The lineup also features Tony winner John Cameron Mitchell & Amber Martin, and more.
Joe's Pub has announced upcoming shows for February 13-26.
The lineup features Ian Manuel, singer-songwriter and Guitar virtuoso Sunny War, Lea DeLaria, multi-instrumentalist Jay Rodriguez Sierra, Jackie Hoffman, and Justin Vivian Bond, and more.
See the full programming below!
Tuesday, February 14 at 7:00 PM
This Valentine's Day, Eros: A Night of Passion with Ianne and The Baddies makes a triumphant return to New York audiences. Produced by the legendary Black Trans Femmes in the Arts, Eros is a cabaret about pleasure, play, and so much more. Featuring songs from the world of musical theater and beyond, the show is a love letter to Black Trans people who are rarely given space to talk about our joy, love, and intimacy particularly on a day like Valentine's Day. Under the music direction of the incomparable Saul Nache with background vocalists Marla Louissant and Garnet Williams, Eros is the perfect foreplay to any Valentine's Day plans. Bring yourself. Bring a lover. Bring a friend who might be more than a friend and enjoy a night of passion with Ianne Fields Stewart!

(WHAT THE EXERCISE ASKS) Rewrite the Joe's Pub announcement, starting with "The lineup also" and going on through "Bond, and more.", putting "roster" wherever "lineup" appears.

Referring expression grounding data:
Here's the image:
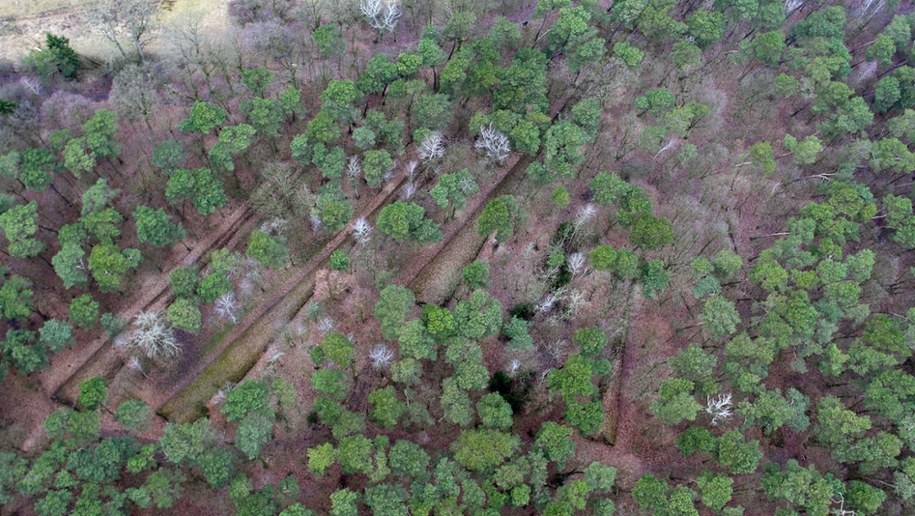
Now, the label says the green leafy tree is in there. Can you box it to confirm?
[369,385,404,428]
[696,471,734,511]
[0,201,45,258]
[699,295,740,340]
[451,430,519,472]
[88,244,140,292]
[0,274,34,321]
[651,378,702,425]
[220,380,273,422]
[376,201,442,243]
[397,319,437,360]
[165,168,228,216]
[629,215,674,249]
[321,80,362,123]
[133,206,186,246]
[362,150,394,188]
[375,285,416,339]
[307,443,336,476]
[337,435,372,474]
[718,430,762,475]
[39,319,76,353]
[429,169,480,217]
[461,260,490,289]
[79,376,108,410]
[454,290,502,340]
[178,100,229,134]
[70,294,99,328]
[476,392,512,430]
[0,330,48,375]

(ANSWER)
The roster also features Tony winner John Cameron Mitchell & Amber Martin, and more.
Joe's Pub has announced upcoming shows for February 13-26.
The roster features Ian Manuel, singer-songwriter and Guitar virtuoso Sunny War, Lea DeLaria, multi-instrumentalist Jay Rodriguez Sierra, Jackie Hoffman, and Justin Vivian Bond, and more.